■ Required tasks:
1 - In the Vim regex question below, rewrite the paragraph beginning "Further the language doesn't like floats" more briefly, keeping its main facts.
2 - From the Vim regex question below, copy the passage from "Vim regex to" up to and including "or function names." word for word.

■ Reading passage:
Paul T.
Paul T.

Reputation: 326

Vim regex to find numbers that are not part of other words

I'm writing a syntax file for Vim and am looking for a regex to match (so I can highlight) floating point and integer numbers, but not numbers that appear in words, like variable or function names.

Further the language doesn't like floats that end on a decimal point like 5. or 3.e9. Not matching such numbers is acceptable. Matching such numbers separately to mark as Error would also be acceptable.

For instance if I have:

var1 = 3.2e-9
var2 = atan2(5.3, 7e+02)
var3 = -6

Then only 3.2e-9, 5.3, 7e+02, and -6 should be found. It's ok to do it in multiple steps.

For instance this:

[-+]\=\d

gets integers, but it would also match the 1 in var1.

■ Data provided:
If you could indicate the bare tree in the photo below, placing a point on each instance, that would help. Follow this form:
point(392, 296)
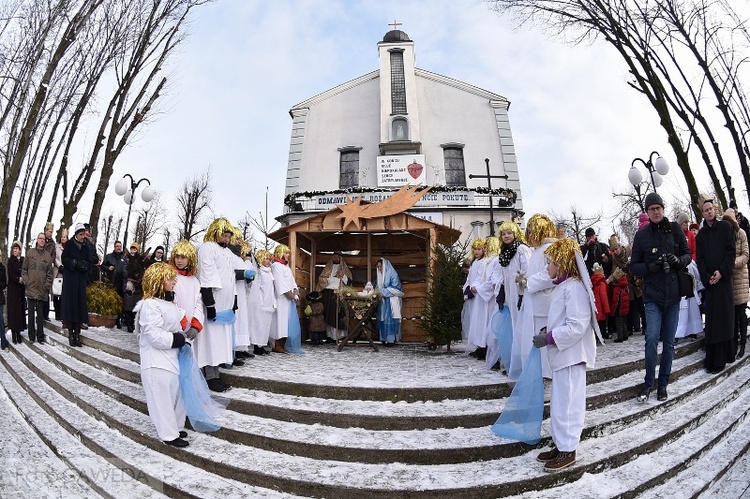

■ Task results:
1 - The language rejects floats that end in a decimal point, such as 5. or 3.e9. These numbers can either go unmatched or be matched separately and marked as Error.

2 -
Vim regex to find numbers that are not part of other words

I'm writing a syntax file for Vim and am looking for a regex to match (so I can highlight) floating point and integer numbers, but not numbers that appear in words, like variable or function names.